**What the task asks**
Return the part of the fungal meningitis passage that begins with the words "She is one of" and ends after "people have died.", copied word for word.

**Quoted passage**
The 64-year-old contracted fungal meningitis after receiving three tainted steroid shots in her back.

She is one of 284 people nationwide who are victims of an outbreak that began when a Massachusetts compounding pharmacy shipped contaminated medication. Twenty-three people have died.

Like many trying to recover, York, who has been hospitalized since Sept. 27, faces a long and uncertain road. Many people have died days or even weeks after being hospitalized. Fungal meningitis – which is not contagious – is a tenacious disease that can be treated only with powerful drugs.

“I’m determined I’m going to fight this thing,” she said. “The devil is not going to win.”

Dr. William Schaffner, an infectious-disease specialist who leads Vanderbilt University’s Department of Preventive Medicine, said the treatment includes intravenous anti-fungal medicines that are tricky to use.

“These are powerful drugs. They’re toxic,” he said. “You’re walking a tightrope because you want to get enough into a patient to have the therapeutic effect while at the same time you’re trying not to affect, or to minimize the effect on the liver and kidneys.”

**Data shown**

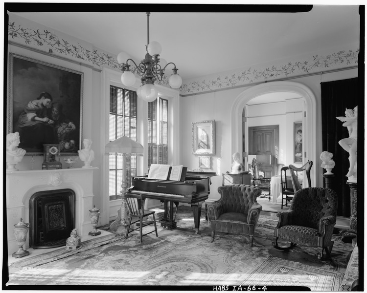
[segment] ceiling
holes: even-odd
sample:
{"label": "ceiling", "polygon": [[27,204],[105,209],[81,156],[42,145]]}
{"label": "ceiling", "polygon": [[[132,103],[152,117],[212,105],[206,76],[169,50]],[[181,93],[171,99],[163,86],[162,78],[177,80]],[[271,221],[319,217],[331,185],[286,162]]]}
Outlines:
{"label": "ceiling", "polygon": [[[88,11],[88,4],[83,5]],[[244,11],[246,6],[240,7]],[[208,12],[152,12],[150,41],[161,43],[161,57],[176,63],[184,81],[359,42],[358,5],[311,7],[298,13],[215,12],[210,5]],[[143,12],[15,14],[107,52],[124,51],[136,62],[146,53]]]}

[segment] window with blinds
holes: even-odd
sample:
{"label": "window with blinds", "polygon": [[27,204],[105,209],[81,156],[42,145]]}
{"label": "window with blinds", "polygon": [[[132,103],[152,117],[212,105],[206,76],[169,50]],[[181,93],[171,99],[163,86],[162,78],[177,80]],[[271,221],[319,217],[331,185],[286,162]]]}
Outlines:
{"label": "window with blinds", "polygon": [[[137,141],[137,96],[135,91],[110,86],[110,129],[111,142],[121,136],[128,136]],[[110,199],[120,198],[122,181],[122,160],[126,160],[126,173],[124,175],[128,188],[131,185],[132,177],[137,176],[137,157],[110,155],[109,157]]]}
{"label": "window with blinds", "polygon": [[148,167],[168,164],[168,101],[158,98],[148,103]]}

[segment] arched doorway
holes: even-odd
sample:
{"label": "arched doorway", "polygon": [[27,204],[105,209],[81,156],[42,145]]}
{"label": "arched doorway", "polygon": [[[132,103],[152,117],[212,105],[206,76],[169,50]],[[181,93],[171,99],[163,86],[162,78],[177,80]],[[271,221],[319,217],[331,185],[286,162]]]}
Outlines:
{"label": "arched doorway", "polygon": [[[232,153],[242,149],[242,113],[246,104],[261,95],[279,92],[292,92],[302,97],[305,112],[303,136],[306,159],[315,160],[316,157],[316,100],[312,92],[307,86],[294,82],[274,82],[250,87],[236,98],[231,108],[231,146]],[[245,110],[246,111],[246,109]],[[317,171],[313,172],[312,181],[317,182]]]}

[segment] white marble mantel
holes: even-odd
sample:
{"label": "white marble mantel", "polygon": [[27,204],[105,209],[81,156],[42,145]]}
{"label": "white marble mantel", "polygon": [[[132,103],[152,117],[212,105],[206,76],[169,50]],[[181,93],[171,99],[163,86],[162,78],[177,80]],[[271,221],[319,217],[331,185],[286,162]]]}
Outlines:
{"label": "white marble mantel", "polygon": [[[29,223],[29,199],[39,191],[72,189],[75,193],[75,228],[81,237],[88,235],[92,229],[89,209],[93,208],[93,171],[97,169],[92,167],[6,172],[8,253],[18,250],[14,225],[21,218]],[[29,247],[29,236],[28,232],[24,249]]]}

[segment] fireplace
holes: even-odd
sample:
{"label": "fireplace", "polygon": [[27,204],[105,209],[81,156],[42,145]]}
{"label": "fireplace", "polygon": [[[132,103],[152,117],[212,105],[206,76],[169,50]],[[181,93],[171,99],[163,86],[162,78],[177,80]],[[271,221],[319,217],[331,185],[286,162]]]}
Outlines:
{"label": "fireplace", "polygon": [[[50,235],[51,235],[51,232],[59,231],[59,229],[62,230],[59,225],[63,225],[63,221],[65,221],[65,222],[69,221],[72,223],[71,225],[67,224],[67,226],[71,226],[77,229],[78,235],[81,238],[88,238],[88,232],[92,229],[89,210],[93,208],[93,172],[97,169],[98,168],[92,167],[7,172],[5,187],[8,253],[11,254],[17,251],[18,249],[13,230],[14,225],[19,222],[21,218],[25,223],[30,224],[29,233],[24,244],[24,249],[30,247],[31,243],[29,243],[29,240],[31,237],[32,238],[32,245],[35,245],[36,241],[38,241],[35,240],[37,239],[37,237],[33,235],[33,230],[31,232],[31,230],[33,229],[35,226],[34,224],[32,224],[32,218],[37,219],[39,216],[35,215],[30,210],[32,204],[36,206],[39,204],[36,203],[38,201],[35,201],[35,198],[33,197],[35,194],[39,195],[39,192],[45,192],[48,195],[52,195],[49,196],[50,202],[48,202],[48,200],[44,200],[43,196],[41,198],[41,201],[46,203],[42,204],[44,204],[46,208],[48,209],[47,212],[49,212],[47,214],[47,216],[49,216],[50,213],[52,213],[54,211],[56,213],[55,218],[58,221],[57,223],[51,223],[50,225],[49,223],[48,226],[46,225],[47,222],[45,222],[45,225],[46,225],[45,228],[43,227],[44,223],[42,222],[42,233],[44,234],[45,231],[47,232],[49,231]],[[58,194],[60,190],[68,190],[68,192],[72,190],[72,192],[70,191],[70,193],[74,194],[72,195],[64,194],[66,197],[63,199],[54,200],[55,198],[53,198],[54,195]],[[34,201],[34,202],[32,203]],[[52,201],[57,202],[54,206],[52,205]],[[68,209],[70,209],[70,213],[67,211]],[[65,216],[64,218],[64,211],[66,215],[67,213],[69,214],[69,216],[72,215],[72,217],[70,218],[69,216]],[[42,215],[42,209],[41,212]],[[65,230],[66,230],[66,229]],[[42,238],[42,235],[39,237]],[[70,233],[67,238],[69,237]],[[57,241],[61,240],[61,239],[58,239]],[[46,241],[48,241],[47,237]],[[39,246],[43,246],[43,243],[42,241],[41,242]]]}
{"label": "fireplace", "polygon": [[75,227],[75,193],[66,188],[43,191],[29,200],[29,247],[65,245]]}

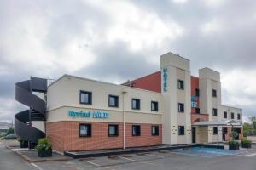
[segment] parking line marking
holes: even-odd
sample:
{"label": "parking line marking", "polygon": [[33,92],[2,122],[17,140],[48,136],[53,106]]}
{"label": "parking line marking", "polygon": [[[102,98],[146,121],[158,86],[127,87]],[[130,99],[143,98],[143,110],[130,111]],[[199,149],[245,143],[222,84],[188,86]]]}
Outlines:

**Expected output**
She is one of 284 people nationwide who are victims of an outbreak that began when a Massachusetts compounding pharmacy shipped contaminated medication. Twenty-three people have died.